== LESETEXT
Drogenpolitik: Mehr Gesundheit, weniger Strafe
DW
In Wien tagt ab Montag die Suchtstoffkommission der UN. Deutschland will sich dort für alternative Entwicklung einsetzen, für Menschenrechte - und gegen moralisierende Repression.
Die Zahlen sind so gigantisch wie das Problem, das sie abbilden: 2020 haben laut den Vereinten Nationen 275 Millionen Menschen Drogen verwendet. Das sind 22% mehr als noch zehn Jahre zuvor. Genauso kennen auch die Zahlen für beschlagnahmtes Kokain, Cannabis, Heroin nur eine Richtung: nach oben. Bei Kokain allein hat sich die in Europa beschlagnahmte Menge in der letzten Dekade mehr als verdoppelt. Der Trend wird voraussichtlich anhalten. Bis 2030, so sagen die Autoren des jüngsten World Drug Reports voraus, werden noch einmal 11% mehr Menschen zu Drogen greifen; in Afrika sollen es sogar 40% mehr sein – mit allen damit einhergehenden gesundheitlichen und sozialen Folgen.
Die Milliardensummen für die Durchsetzung von Drogengesetzen hätten den Markt nicht verkleinert, geschweige denn ausgetrocknet, konstatiert Ann Fordham im DW-Interview. Im Gegenteil, führt die Direktorin des internationalen NGO-Dachverbands International Drug Policy Consortium, IDPC, weiter aus: Die Drogenbekämpfung habe zu massiven Menschenrechtsverletzungen geführt, wie etwa auf den Philippinen, wo es massenweise außergerichtliche Tötungen gibt. Fordhams bittere Bilanz: "Die Schäden der repressiven Drogenpolitik sind weit schwerwiegender als die durch die Drogen selbst."
====
== UNTERSUCHTE DATEN
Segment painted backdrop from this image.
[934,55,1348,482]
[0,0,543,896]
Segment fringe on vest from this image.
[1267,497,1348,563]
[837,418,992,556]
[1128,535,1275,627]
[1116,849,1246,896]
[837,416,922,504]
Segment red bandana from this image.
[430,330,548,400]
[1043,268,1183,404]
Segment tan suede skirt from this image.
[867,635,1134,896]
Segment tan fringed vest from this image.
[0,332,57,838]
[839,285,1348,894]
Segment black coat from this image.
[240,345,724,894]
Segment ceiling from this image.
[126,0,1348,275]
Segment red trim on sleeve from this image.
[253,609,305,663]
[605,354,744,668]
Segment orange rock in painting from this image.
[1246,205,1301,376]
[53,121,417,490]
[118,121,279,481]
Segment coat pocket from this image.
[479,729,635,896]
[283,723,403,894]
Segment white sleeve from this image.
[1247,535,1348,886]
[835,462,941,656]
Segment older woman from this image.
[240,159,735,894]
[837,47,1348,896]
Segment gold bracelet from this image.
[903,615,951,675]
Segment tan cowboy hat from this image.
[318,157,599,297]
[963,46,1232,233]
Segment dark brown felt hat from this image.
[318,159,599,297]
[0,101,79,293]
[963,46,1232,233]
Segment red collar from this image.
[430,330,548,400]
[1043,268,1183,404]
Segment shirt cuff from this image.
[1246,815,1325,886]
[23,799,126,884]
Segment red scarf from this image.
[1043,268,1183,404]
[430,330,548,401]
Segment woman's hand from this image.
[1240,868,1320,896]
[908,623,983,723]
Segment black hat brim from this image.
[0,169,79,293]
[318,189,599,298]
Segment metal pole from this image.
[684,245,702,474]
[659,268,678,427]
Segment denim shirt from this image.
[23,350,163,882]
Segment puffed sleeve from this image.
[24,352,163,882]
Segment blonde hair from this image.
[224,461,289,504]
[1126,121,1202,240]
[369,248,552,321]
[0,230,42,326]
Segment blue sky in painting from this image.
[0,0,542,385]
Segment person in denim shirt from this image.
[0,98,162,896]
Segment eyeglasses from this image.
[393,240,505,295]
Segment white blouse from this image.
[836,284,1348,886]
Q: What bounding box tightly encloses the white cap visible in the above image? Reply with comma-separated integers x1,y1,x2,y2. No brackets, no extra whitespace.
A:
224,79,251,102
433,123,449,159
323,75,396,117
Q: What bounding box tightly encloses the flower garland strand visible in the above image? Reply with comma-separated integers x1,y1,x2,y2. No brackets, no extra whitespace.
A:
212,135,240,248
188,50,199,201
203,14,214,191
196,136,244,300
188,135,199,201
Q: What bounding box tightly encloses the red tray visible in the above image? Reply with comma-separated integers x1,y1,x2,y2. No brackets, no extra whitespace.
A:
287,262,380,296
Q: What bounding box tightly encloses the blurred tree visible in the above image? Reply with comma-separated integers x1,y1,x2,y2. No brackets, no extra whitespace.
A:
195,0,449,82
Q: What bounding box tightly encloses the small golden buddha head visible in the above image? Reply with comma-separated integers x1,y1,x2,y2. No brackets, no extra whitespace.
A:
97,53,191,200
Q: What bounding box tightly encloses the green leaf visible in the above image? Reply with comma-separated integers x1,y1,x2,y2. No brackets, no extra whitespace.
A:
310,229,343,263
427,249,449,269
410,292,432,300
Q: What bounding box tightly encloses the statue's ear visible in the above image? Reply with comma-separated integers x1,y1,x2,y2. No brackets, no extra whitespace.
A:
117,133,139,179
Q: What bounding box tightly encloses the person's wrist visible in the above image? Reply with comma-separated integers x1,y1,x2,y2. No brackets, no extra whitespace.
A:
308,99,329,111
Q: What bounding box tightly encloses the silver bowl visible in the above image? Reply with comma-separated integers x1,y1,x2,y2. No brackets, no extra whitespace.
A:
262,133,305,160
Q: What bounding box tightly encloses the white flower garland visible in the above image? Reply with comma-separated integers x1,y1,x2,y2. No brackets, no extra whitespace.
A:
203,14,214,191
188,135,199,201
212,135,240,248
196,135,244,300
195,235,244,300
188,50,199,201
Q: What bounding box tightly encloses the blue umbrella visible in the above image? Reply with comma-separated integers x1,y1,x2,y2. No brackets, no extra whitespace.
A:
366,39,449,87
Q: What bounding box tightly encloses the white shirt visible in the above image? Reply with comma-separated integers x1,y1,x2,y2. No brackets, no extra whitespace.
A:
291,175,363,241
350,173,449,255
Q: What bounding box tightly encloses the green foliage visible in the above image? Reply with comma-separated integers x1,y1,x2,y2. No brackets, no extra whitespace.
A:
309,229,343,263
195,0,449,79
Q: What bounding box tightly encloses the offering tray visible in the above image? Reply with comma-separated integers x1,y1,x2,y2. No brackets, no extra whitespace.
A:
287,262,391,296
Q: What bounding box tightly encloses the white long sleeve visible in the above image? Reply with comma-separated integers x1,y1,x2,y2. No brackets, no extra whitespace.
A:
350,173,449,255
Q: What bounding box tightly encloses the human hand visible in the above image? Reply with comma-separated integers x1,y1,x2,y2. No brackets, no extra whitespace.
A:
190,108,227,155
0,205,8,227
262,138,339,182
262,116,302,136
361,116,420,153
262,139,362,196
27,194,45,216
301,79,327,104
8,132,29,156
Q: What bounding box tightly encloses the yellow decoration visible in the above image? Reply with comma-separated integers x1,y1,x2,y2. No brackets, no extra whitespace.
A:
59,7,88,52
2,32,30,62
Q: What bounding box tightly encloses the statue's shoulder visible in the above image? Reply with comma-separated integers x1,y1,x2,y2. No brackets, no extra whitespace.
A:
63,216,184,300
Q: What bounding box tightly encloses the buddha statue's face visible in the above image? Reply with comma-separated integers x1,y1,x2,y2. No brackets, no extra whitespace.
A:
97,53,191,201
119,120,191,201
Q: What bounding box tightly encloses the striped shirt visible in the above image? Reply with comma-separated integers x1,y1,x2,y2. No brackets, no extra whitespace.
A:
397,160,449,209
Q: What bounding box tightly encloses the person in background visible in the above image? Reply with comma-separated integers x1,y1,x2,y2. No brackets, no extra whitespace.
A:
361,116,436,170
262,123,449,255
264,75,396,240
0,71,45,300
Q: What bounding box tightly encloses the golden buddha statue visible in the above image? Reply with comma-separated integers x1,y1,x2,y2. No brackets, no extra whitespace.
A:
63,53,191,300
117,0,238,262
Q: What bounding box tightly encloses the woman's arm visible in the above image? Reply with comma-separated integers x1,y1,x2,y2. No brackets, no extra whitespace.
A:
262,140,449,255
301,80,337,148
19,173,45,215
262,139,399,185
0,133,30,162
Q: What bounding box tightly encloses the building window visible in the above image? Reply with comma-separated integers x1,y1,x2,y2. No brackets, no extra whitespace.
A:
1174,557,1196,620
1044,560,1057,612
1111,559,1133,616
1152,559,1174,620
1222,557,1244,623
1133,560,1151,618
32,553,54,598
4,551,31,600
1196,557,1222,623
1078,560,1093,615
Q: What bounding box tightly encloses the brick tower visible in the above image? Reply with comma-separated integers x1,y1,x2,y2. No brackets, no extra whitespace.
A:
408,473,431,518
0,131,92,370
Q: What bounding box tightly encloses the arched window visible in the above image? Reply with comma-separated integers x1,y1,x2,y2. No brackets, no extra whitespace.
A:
====
**AUFGABEN:**
[a] Wie viele Menschen haben laut den Vereinten Nationen im Jahr 2020 Drogen verwendet? Stützen Sie sich auf den Lesetext.
[b] Fassen Sie den Lesetext in drei Sätzen zusammen.

**LÖSUNGEN:**
[a] 275 Millionen Menschen.

[b] In Wien tagt ab Montag die Suchtstoffkommission der UN, wo sich Deutschland für alternative Entwicklung, für Menschenrechte und gegen moralisierende Repression einsetzen will. Laut den Vereinten Nationen haben 2020 275 Millionen Menschen Drogen verwendet, 22 % mehr als zehn Jahre zuvor, und bis 2030 sollen es noch einmal 11 % mehr werden. Ann Fordham vom International Drug Policy Consortium stellt fest, dass die Milliardensummen für die Durchsetzung von Drogengesetzen den Markt nicht verkleinert, sondern zu massiven Menschenrechtsverletzungen geführt hätten.